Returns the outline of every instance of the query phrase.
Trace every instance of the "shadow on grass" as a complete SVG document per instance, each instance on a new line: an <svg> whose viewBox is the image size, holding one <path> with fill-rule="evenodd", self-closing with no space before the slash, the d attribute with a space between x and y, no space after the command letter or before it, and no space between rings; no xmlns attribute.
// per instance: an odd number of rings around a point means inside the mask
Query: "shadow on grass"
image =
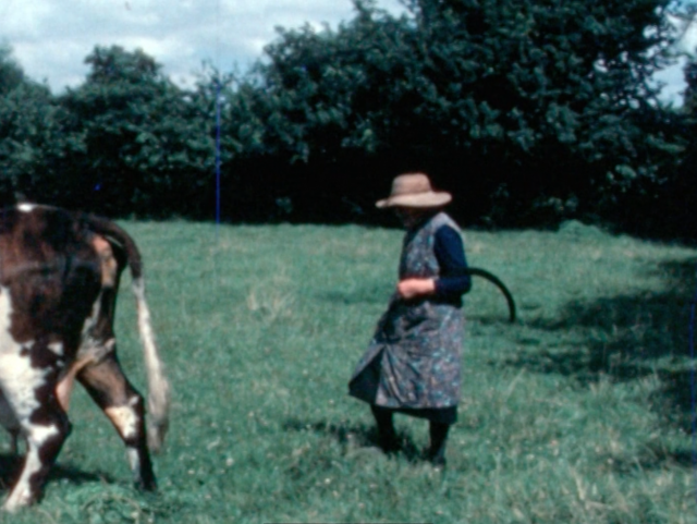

▶ [STATED PROBLEM] Duplicate the entries exactly, beginning with the first line and stopping after the line that contains "Trace every instance", including that line.

▶ [EXERCISE OUTPUT]
Returns the outline of every instance of the query phrase.
Trace every instance of the "shadow on grass" as a complete SVG document per instance, each instance on a new line: an <svg> whose viewBox is the image size, holding one <path> with fill-rule="evenodd", self-closing with no space before the slash, the d attribute with a space between x and y, no space after the command letter or before it, and no space between rings; no xmlns attribute.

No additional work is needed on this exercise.